* [WHAT IS REQUIRED]
Using the records below, output the stretch that opens with the line containing "# rows come back like column 568, row 245" and closes with the line containing "# rows come back like column 251, row 173", exactly and including both lines, with nothing more.

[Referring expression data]

↓↓↓

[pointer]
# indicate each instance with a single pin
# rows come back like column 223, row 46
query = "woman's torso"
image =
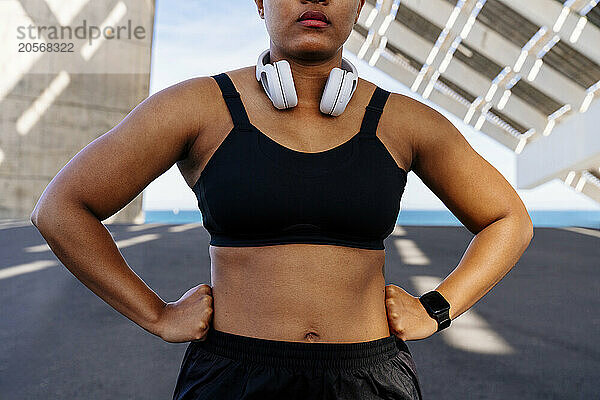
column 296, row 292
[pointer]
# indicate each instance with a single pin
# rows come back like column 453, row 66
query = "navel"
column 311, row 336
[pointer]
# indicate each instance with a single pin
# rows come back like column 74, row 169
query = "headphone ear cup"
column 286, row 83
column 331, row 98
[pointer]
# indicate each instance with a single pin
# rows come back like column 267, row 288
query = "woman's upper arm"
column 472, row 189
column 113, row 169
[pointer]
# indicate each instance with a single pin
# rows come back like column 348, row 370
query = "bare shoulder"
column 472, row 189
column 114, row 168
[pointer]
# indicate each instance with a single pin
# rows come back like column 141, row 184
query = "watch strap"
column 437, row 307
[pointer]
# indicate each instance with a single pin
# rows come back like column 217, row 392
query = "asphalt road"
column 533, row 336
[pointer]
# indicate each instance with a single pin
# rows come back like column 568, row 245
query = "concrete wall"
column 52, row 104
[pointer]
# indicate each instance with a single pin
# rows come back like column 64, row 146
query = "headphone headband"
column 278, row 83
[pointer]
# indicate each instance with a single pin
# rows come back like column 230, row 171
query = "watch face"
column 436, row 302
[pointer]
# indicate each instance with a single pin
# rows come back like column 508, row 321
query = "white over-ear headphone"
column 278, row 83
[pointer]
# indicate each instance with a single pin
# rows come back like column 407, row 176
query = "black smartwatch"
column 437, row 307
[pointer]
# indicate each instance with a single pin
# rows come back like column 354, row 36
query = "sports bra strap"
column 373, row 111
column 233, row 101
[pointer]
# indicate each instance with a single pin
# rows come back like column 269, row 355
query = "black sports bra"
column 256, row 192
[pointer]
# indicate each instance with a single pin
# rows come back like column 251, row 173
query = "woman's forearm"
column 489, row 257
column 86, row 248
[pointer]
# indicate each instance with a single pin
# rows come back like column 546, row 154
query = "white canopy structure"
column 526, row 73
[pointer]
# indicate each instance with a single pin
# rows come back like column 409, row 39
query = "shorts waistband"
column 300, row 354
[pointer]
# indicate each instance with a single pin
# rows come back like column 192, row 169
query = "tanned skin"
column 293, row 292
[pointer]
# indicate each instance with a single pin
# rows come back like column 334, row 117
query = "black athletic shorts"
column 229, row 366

↑↑↑
↓↓↓

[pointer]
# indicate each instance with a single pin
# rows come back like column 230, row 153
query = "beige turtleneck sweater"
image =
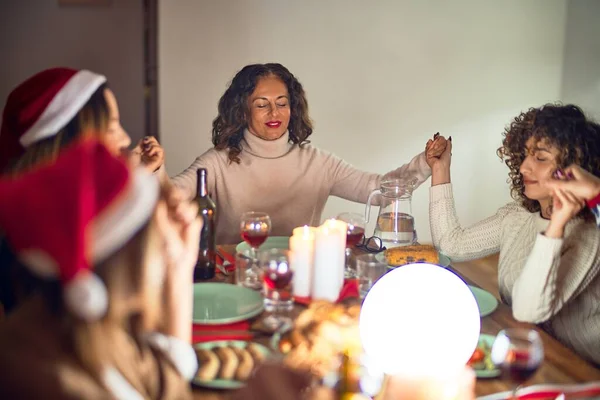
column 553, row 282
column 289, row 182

↑↑↑

* [TASK RESULT]
# rows come back like column 568, row 245
query = "concrete wall"
column 52, row 104
[pointer]
# indicate each instance with a single pin
# rows come back like column 64, row 146
query = "headphone headband"
column 278, row 83
[pointer]
# indicate each instance with a single pin
# rows come back like column 230, row 171
query = "watch face"
column 436, row 302
[pointer]
# indicate each instance with a single pin
# rows come back like column 508, row 321
query = "white over-ear headphone"
column 278, row 83
[pointer]
# indicate each instance with a single pin
# rows come back like column 407, row 176
query = "black smartwatch"
column 437, row 307
[pointer]
# indicate each instance with a single pin
# rows come back like column 354, row 36
query = "sports bra strap"
column 373, row 111
column 233, row 101
[pointer]
# indicate each instance with a single pin
# rows come back like column 269, row 355
query = "black sports bra"
column 256, row 192
[pointer]
# indicate each instance with a single pin
# rows come back like column 251, row 173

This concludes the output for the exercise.